START Text extract

- Origin: East Brunswick, New Jersey, U.S.
- Genres: Ska punk
- Years active: 1996–present
- Label: Victory
- Spinoffs: Streetlight Manifesto
- Members: Ryan Eldred; Pat Calpin; Kevin "K.G" Gunther; James Egan; Chris Greer; Mike Corvasce; Connor Egan;
- Past members: Jason Scharenguivel; Todd Seaman; Josh Ansley; Tomas Kalnoky; Jeff Davidson; Ian McKenzie; Mike Soprano; Pat "Mingus" Kays; Dave Solomon;
- Website: www.catch22official.com

= Catch 22 (band) =

American ska punk band

Catch 22 is an American ska punk band from East Brunswick Township, New Jersey.
The band was formed in 1996 by guitarist/vocalist/songwriter Tomas Kalnoky, who left the band in 1998 and later formed Streetlight Manifesto. Founding members remaining in the band are vocalist/saxophonist Ryan Eldred, trumpeter Kevin Gunther, and drummer Chris Greer.

==Biography==
Catch 22 was fronted by guitarist/vocalist Tomas Kalnoky and drummer Chris Greer who recruited trumpeter Kevin Gunther, who was working in a local record store. Bassist Jason Scharenguivel, saxophonist Ryan Eldred, and trombonist Todd Seaman rounded out the original lineup. Greer, Kalnoky, and Scharenguivel were formerly in "Gimp" before Tomas fronted Catch 22.

END Text extract

• _Challenges_
1. In the Catch 22 band profile, where was trumpeter Kevin Gunther working when he was recruited?
2. Continue the Catch 22 band profile from the point where it stops.

START Data provided

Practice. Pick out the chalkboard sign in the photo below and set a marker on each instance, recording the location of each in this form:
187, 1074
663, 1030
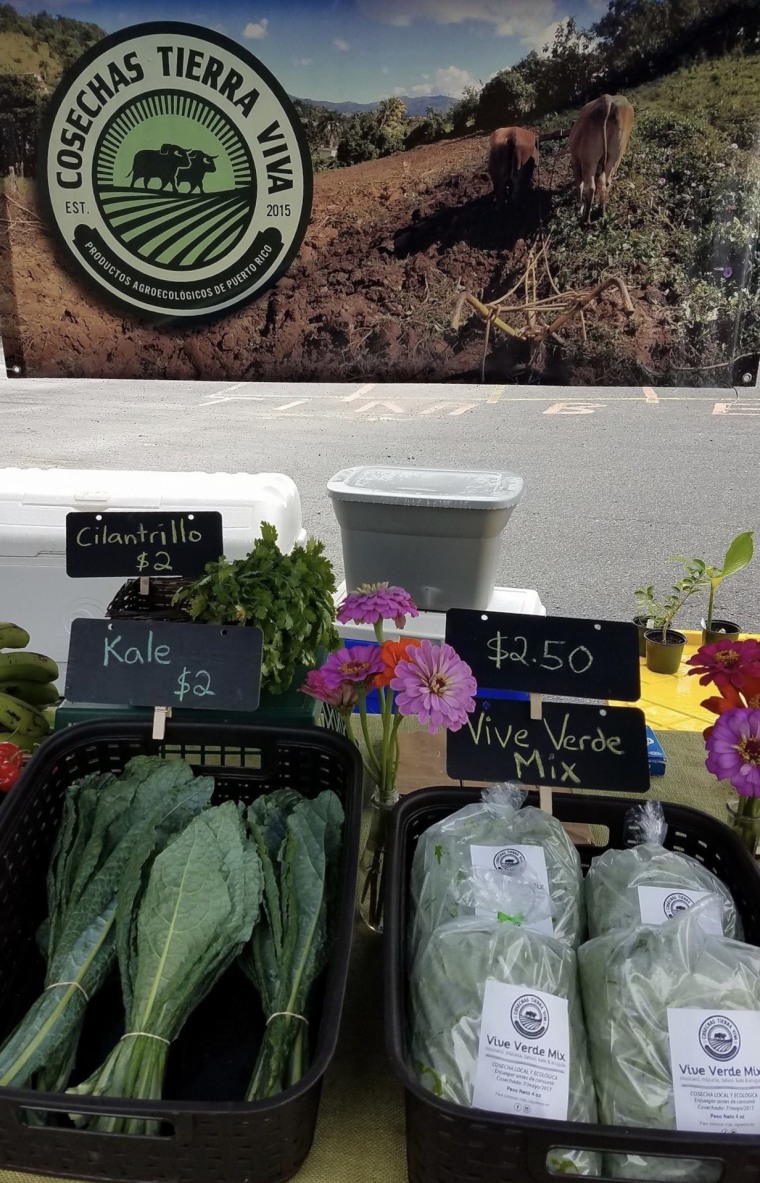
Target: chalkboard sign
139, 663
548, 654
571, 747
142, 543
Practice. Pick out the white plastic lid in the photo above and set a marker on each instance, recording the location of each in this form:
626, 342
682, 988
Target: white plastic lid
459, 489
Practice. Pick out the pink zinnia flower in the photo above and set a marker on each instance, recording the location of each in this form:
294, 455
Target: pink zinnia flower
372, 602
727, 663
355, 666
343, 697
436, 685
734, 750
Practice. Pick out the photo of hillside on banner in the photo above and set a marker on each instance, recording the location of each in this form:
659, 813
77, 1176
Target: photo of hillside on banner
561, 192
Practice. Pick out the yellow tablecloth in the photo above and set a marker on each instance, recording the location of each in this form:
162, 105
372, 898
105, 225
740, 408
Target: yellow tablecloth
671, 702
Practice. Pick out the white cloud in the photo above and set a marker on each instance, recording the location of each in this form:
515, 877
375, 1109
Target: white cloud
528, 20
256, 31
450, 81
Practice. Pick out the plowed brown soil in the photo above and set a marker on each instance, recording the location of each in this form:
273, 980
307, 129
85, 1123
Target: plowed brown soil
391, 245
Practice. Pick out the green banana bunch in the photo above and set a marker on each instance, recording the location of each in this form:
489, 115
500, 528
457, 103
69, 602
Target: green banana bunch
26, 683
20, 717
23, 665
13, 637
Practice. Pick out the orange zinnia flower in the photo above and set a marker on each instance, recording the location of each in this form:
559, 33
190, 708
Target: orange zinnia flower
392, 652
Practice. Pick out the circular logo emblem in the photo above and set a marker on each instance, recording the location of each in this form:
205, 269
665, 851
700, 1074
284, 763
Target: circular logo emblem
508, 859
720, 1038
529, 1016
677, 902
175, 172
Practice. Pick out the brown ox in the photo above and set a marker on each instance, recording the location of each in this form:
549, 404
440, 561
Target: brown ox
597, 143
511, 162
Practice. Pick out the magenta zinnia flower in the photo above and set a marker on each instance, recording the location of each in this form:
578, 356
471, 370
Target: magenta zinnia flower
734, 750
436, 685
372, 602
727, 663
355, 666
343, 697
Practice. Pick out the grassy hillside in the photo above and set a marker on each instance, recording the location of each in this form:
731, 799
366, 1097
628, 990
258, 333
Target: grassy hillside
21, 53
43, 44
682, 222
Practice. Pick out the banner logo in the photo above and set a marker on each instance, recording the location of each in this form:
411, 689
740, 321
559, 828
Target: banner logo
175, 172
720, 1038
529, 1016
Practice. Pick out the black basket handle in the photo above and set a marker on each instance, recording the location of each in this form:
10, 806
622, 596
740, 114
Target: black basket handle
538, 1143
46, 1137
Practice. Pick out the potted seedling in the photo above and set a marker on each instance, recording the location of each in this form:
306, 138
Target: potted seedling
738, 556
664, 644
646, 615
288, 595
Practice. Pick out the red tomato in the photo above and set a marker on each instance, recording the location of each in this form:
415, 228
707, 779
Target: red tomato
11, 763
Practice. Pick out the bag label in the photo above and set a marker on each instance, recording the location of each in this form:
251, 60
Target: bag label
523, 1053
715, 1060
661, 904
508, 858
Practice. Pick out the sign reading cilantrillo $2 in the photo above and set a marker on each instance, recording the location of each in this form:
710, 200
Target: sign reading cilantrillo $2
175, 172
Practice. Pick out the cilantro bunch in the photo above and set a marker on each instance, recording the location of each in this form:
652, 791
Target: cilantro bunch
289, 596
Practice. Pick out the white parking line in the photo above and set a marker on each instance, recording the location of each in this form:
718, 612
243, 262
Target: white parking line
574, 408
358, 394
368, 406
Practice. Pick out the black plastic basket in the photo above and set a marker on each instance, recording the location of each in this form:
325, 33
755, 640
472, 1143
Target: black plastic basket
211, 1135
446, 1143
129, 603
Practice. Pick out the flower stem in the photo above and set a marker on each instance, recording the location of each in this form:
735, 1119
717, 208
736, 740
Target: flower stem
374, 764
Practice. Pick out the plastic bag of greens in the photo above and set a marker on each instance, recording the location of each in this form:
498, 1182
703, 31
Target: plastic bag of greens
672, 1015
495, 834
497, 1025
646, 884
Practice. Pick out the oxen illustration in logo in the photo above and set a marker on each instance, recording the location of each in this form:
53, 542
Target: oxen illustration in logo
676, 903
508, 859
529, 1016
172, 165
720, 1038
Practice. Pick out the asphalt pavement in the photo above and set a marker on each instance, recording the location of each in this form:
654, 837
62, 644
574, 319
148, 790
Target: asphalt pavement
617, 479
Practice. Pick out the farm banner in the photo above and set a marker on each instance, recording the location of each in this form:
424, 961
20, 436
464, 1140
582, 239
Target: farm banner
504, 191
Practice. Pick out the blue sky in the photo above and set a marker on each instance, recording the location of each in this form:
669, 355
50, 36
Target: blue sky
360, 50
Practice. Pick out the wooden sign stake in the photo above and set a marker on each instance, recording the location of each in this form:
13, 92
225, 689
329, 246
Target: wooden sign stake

END Data provided
START Data provided

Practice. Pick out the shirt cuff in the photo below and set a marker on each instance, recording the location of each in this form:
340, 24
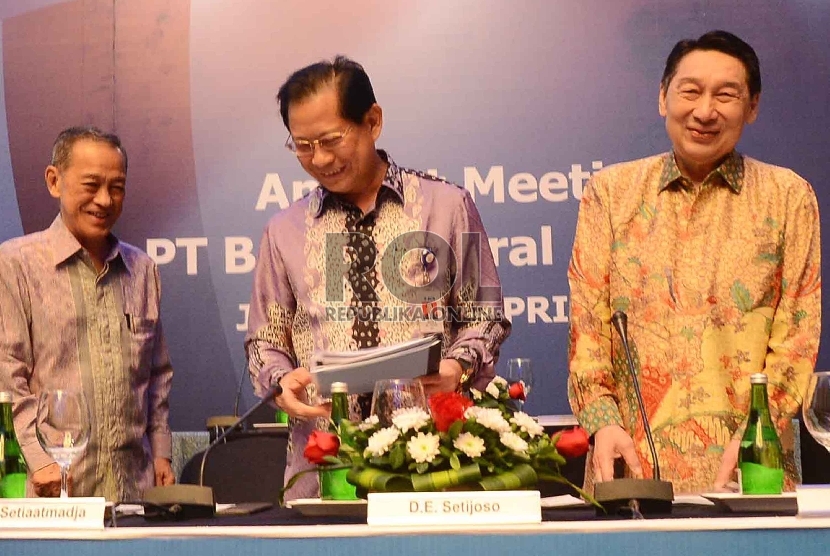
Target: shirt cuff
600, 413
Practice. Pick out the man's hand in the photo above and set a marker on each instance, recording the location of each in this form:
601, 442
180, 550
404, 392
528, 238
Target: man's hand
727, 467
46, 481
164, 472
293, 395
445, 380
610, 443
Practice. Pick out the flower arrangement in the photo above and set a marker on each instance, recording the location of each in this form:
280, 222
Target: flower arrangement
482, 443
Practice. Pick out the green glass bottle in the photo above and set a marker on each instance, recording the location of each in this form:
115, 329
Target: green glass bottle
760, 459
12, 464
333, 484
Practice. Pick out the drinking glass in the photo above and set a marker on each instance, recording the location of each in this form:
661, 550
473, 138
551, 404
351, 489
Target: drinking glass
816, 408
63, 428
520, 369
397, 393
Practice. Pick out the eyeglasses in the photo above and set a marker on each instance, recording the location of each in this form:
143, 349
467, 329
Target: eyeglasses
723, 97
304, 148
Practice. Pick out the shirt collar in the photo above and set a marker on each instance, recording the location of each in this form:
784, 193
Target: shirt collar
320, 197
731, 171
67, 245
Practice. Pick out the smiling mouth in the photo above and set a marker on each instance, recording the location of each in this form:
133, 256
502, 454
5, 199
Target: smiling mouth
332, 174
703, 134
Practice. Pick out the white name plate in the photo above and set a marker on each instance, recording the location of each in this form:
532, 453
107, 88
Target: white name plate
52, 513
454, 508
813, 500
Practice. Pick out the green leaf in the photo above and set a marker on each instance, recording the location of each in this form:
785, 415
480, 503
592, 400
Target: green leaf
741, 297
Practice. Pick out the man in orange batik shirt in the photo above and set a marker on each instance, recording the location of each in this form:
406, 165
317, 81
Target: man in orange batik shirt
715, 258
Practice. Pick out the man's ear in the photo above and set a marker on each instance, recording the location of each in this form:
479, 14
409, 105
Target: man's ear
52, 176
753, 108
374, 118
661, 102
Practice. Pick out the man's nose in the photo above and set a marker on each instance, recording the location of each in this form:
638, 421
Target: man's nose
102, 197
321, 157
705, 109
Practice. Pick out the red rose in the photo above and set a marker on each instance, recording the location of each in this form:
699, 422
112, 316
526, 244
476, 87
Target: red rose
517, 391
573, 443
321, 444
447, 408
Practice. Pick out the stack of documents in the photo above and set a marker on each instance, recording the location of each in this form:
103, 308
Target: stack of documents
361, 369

END Data provided

• _Results for the exercise_
1. He was working in a local record store.

2.
The band released a self-produced demo tape, Rules of the Game, in 1997. All 2000 copies of the tape quickly sold out. The band mailed several copies to labels they were interested in working with including Gainesville, Florida's Toybox Records (who had previously released a 7" by Less Than Jake). Toybox was owned and operated by Sean Bonner, who had recently moved to Chicago, Illinois to work at Victory Records. Sean brought the tape to the Victory office and suggested the band be signed.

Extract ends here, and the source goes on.